━━━━━ DATASET RECORDS
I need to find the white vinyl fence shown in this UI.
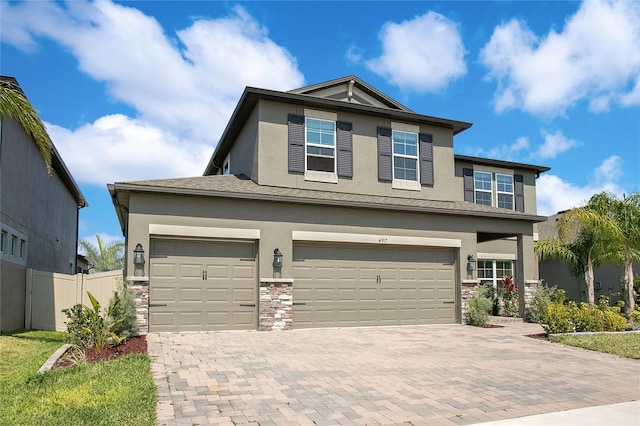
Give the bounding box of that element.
[25,269,122,331]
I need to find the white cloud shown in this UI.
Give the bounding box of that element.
[366,11,467,92]
[47,115,211,185]
[485,137,530,161]
[480,0,640,116]
[536,155,625,215]
[534,130,580,159]
[2,1,304,182]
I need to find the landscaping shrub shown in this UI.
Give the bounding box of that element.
[108,278,138,338]
[543,300,577,334]
[467,287,492,326]
[573,303,604,332]
[500,276,519,317]
[527,284,556,323]
[599,297,627,331]
[482,282,500,316]
[62,304,93,348]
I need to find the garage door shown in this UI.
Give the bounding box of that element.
[149,239,257,332]
[292,244,456,328]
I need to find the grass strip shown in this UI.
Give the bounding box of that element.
[551,332,640,359]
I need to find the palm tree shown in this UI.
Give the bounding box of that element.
[79,235,125,273]
[588,191,640,312]
[0,77,52,173]
[535,204,616,305]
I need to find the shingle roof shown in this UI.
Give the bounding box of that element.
[111,174,547,222]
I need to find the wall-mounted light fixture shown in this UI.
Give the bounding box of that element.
[133,243,145,276]
[273,248,283,268]
[467,254,476,272]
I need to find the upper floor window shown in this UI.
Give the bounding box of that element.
[465,168,523,211]
[11,235,17,256]
[20,239,26,260]
[392,130,419,182]
[306,118,336,173]
[474,171,493,206]
[496,174,514,210]
[0,230,6,253]
[288,113,353,182]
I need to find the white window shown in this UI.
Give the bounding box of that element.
[478,260,513,289]
[496,174,514,210]
[305,118,336,173]
[392,130,419,182]
[474,171,493,206]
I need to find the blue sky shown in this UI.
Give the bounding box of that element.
[2,0,639,246]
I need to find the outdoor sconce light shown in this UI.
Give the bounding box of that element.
[133,243,145,276]
[273,248,283,268]
[467,254,476,272]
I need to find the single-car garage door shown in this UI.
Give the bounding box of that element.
[149,239,257,332]
[293,244,456,328]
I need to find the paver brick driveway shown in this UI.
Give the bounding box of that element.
[148,323,640,425]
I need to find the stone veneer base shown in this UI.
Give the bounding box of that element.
[259,280,293,331]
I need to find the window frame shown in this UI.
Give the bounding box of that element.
[474,171,493,206]
[478,259,514,289]
[496,173,514,210]
[0,230,6,253]
[305,117,337,175]
[19,239,26,260]
[392,130,420,183]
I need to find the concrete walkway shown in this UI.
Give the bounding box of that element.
[148,321,640,425]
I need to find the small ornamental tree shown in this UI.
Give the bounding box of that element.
[500,275,519,317]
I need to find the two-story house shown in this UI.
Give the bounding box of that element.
[1,76,87,333]
[109,76,549,332]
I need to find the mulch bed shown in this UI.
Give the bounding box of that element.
[54,335,147,369]
[473,324,504,328]
[525,333,550,340]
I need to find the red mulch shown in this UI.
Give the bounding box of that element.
[525,333,550,340]
[54,335,147,369]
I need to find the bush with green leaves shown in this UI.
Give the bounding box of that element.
[527,284,556,323]
[466,287,492,326]
[543,300,577,334]
[62,304,93,348]
[573,303,604,332]
[599,297,627,331]
[500,275,519,317]
[108,278,138,338]
[481,283,500,316]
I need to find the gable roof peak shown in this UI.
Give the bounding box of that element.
[288,75,412,112]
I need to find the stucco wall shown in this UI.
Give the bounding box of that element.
[124,191,539,306]
[255,100,458,201]
[0,119,79,273]
[0,118,80,332]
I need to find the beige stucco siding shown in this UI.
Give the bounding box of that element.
[124,192,539,291]
[227,106,259,178]
[454,160,540,215]
[256,100,458,200]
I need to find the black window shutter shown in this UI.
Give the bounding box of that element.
[377,127,392,181]
[515,174,525,212]
[288,114,305,173]
[336,121,353,177]
[419,133,434,186]
[463,168,474,202]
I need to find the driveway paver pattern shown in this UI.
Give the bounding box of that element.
[148,323,640,425]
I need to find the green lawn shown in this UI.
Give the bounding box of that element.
[551,332,640,359]
[0,330,156,426]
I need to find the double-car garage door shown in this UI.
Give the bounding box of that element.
[148,238,456,332]
[293,244,456,328]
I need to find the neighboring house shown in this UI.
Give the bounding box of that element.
[109,76,549,333]
[0,76,87,333]
[537,211,638,305]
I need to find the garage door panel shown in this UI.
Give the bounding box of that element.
[293,244,456,328]
[149,239,256,332]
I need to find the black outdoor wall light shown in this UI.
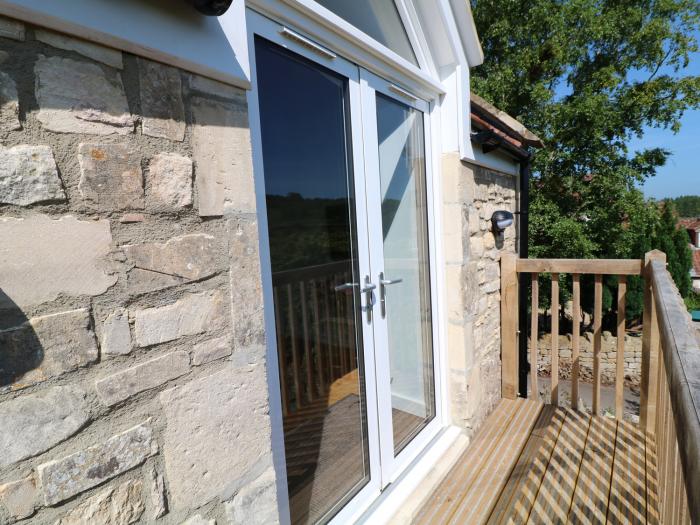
━━━━━━━━━━
> _TASK TO CARRY OUT_
Wherever a line in the entries holds "garage", copy that line.

> _WORKED SOLUTION_
I need to find the garage door shown in this UI.
I need to find the single-car garage door shown in this UI.
I need to find the double-car garage door shown in this UI.
I need to find the garage door panel shown in this UI.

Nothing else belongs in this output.